### [What is required]
Copy all the entries below exactly, but not the pictures.

### [Material for this task]
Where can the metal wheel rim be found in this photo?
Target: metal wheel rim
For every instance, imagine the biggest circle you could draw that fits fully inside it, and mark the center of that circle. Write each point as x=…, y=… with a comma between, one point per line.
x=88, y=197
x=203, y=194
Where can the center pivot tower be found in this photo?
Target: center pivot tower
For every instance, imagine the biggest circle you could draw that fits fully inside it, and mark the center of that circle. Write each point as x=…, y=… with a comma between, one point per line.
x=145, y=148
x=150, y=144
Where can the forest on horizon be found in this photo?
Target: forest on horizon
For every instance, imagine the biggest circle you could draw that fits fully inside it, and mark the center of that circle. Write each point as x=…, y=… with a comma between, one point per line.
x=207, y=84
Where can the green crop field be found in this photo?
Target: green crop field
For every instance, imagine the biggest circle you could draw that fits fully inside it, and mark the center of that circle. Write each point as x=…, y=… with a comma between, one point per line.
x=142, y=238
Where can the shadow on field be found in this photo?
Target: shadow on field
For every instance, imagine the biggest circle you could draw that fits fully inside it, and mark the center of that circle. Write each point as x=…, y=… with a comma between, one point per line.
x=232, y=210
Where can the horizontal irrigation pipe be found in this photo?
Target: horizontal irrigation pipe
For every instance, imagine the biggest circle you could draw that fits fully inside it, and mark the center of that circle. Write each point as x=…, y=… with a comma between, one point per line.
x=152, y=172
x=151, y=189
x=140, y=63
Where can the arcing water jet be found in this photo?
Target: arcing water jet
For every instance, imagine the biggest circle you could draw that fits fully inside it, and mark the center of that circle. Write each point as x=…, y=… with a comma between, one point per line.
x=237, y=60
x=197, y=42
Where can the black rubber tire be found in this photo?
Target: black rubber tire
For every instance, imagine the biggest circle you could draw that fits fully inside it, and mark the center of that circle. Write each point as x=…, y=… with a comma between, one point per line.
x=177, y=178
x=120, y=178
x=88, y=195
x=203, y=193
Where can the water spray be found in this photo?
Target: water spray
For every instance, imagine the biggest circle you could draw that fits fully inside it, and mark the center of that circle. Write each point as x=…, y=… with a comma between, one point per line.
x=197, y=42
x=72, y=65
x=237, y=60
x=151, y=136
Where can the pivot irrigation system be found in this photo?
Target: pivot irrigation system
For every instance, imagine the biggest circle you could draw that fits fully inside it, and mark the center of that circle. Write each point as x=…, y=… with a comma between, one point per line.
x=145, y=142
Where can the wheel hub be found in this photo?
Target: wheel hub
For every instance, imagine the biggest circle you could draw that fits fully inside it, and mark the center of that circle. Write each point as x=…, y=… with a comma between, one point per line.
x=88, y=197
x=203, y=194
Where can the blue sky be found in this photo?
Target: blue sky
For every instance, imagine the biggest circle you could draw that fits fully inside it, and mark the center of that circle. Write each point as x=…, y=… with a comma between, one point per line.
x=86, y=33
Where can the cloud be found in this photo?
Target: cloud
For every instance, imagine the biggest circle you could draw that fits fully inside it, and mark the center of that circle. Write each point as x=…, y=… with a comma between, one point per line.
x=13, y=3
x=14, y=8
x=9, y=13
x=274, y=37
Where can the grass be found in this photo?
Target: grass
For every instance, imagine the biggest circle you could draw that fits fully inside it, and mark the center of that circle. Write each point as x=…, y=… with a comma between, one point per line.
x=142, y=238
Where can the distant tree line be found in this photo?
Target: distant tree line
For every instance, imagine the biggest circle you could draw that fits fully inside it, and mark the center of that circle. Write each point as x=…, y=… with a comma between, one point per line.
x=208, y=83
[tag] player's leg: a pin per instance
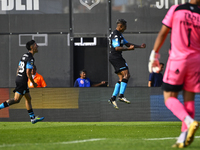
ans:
(189, 106)
(117, 87)
(178, 109)
(30, 110)
(12, 101)
(125, 76)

### [Exercise solution]
Where can the metal wheel rim be found in this photo?
Target: metal wheel rim
For every instance, imagine the biggest circle you could draw that fits fully inside it, and mark the center of that circle. Write each point as x=…, y=… with a comma between, one point per line.
x=88, y=197
x=203, y=194
Where can the center pivot tower be found in this photo?
Target: center pivot tower
For every instance, imagine the biggest circle you could draw that fits fully inside it, and mark the center of that circle. Write each point as x=…, y=… with a comma between, one point per line.
x=145, y=148
x=150, y=144
Where can the forest on horizon be found in this photo?
Target: forest on horizon
For every instance, imagine the biggest circle you could draw that fits fully inside it, and mark the center of that circle. Write each point as x=…, y=… with a comma between, one point per line.
x=207, y=84
Where can the green crop field be found in this photo?
Target: green crop field
For every instance, imagine the biggest circle you could draw that fits fully inside it, and mark the center of that circle. Write each point as x=…, y=… with a comma between, one point per line.
x=142, y=238
Where can the shadow on field be found in this photo?
Target: shadow on field
For every instance, imagine the biggest circle you could draw that fits fully inside it, and mark the center of that circle. Write each point as x=…, y=… with a comma between, one point per line.
x=232, y=210
Where can the horizontal irrigation pipe be found in this photo?
Target: horizontal irrigation pipe
For every instance, imagine the biggest circle you could draw that fits fully inside it, and mark the center of that circle. Write each point as x=…, y=… with a comma between, one point per line.
x=152, y=172
x=151, y=189
x=140, y=63
Where can the arcing water jet be found in this photo?
Target: arcing water jet
For every instance, imagine the biggest circle you could draw that fits fully inside it, and mark the center of that circle. Write each point as x=…, y=… with a comma between, one point per line.
x=237, y=60
x=197, y=42
Where can the black rubber tire be found in this photo?
Target: black rubber tire
For every instance, imagine the biggest circle you could draw that fits fully inside it, and mark the center of that circle. Write each point as x=…, y=… with a comma between, one point per line.
x=177, y=178
x=120, y=178
x=88, y=195
x=203, y=193
Where can the water spray be found in this photo?
Target: water spray
For every instance, imagine the biggest circle you could draw that fits fully inside it, and mark the center of that circle. Write each point as x=…, y=… with a comma between, one point per line.
x=197, y=42
x=72, y=65
x=237, y=60
x=151, y=136
Where can the pivot irrigation system be found in this photo?
Target: pivot irrigation system
For every instance, imagine the biggest circle you could draw that fits fully inside it, and mark the center of that circle. Write each point as x=…, y=… with a comma between, one point per line.
x=145, y=142
Where can the wheel hub be found in this photo?
Target: wheel hub
For every instance, imagine the biggest circle you could draw that fits fully inside it, and mark the center of that circle. Write each point as x=…, y=… with a comma between, one point per line.
x=88, y=197
x=203, y=194
Where can the blue sky be found in this photo?
Target: blue sky
For every instance, imagine the biggest circle you could draw that fits fully inside it, and mark the center of that circle. Write each point as x=…, y=… with a comma between, one point per line.
x=86, y=33
Where can the cloud be found in this photo?
Target: cloud
For every instance, imagine the biggest circle you could draw that fits fully inside it, and mark the center of that circle. Write each point as x=…, y=… with a comma between, one point per line.
x=13, y=3
x=14, y=8
x=9, y=13
x=274, y=37
Where can the grass be found in this photo?
Target: grass
For every instance, imagine the biggest circle you could draw that fits fully inside it, and mark the center of that circle. Write each point as x=…, y=… with a comma between, one point per line.
x=142, y=238
Where can the distant tree line be found in this photo?
Target: distant tree line
For every instance, imagine the biggest circle you could draw that fits fully inside it, and mark the center of that circle. Write each point as x=…, y=… with a comma between, one point per line.
x=208, y=83
[tag] player's leg: a pin per instance
ans:
(189, 106)
(117, 87)
(178, 109)
(30, 110)
(12, 101)
(125, 76)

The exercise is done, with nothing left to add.